■ WHAT IS REQUIRED ■
Quote the material below verbatim from the line with "the rock outcrop" up to and including the line with "[[0, 188, 500, 333]]".

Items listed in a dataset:
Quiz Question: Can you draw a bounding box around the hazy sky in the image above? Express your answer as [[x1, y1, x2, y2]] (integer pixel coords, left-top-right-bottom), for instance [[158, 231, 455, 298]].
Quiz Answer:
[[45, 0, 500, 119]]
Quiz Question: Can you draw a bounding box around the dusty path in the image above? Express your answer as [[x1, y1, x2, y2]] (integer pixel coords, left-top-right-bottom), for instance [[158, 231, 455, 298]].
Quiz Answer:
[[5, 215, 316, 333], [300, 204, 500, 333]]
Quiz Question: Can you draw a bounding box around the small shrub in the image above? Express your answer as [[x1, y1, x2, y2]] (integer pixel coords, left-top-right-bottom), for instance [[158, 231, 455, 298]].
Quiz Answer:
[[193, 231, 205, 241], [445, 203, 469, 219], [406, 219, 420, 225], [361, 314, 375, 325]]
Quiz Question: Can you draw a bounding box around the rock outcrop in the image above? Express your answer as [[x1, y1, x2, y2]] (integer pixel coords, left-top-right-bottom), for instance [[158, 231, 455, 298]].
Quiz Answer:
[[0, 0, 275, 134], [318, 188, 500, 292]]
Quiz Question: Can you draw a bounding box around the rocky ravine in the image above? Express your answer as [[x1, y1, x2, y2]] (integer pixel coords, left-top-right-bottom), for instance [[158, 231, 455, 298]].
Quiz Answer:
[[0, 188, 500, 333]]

---

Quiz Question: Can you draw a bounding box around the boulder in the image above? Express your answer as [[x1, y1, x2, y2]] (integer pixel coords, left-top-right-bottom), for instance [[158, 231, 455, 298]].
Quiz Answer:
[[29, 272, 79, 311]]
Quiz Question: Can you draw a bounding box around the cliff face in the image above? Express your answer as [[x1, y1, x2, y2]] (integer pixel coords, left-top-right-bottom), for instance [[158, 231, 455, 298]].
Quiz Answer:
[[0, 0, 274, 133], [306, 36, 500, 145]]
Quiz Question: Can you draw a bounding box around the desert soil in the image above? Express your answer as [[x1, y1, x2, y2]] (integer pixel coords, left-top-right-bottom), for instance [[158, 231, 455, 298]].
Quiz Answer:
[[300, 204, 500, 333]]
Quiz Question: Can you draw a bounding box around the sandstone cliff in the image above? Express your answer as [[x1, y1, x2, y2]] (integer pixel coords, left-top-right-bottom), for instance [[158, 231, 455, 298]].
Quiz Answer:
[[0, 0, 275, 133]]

■ ANSWER TO THIS PROBLEM ■
Quiz Question: Can you draw a bounding box around the rock outcrop in the image above? Express your answer as [[x1, y1, x2, y2]] (integer pixel coords, left-top-right-bottom), for instance [[158, 231, 455, 298]].
Quiz Answer:
[[0, 0, 275, 134], [318, 188, 500, 292]]
Quiz Question: Can you draw a bounding box around the rocky ravine in the image above? Express your answer as [[x1, y1, x2, y2]] (integer pixel coords, left-top-right-bottom), for instance [[158, 231, 455, 298]].
Quiz Answer:
[[0, 188, 500, 333]]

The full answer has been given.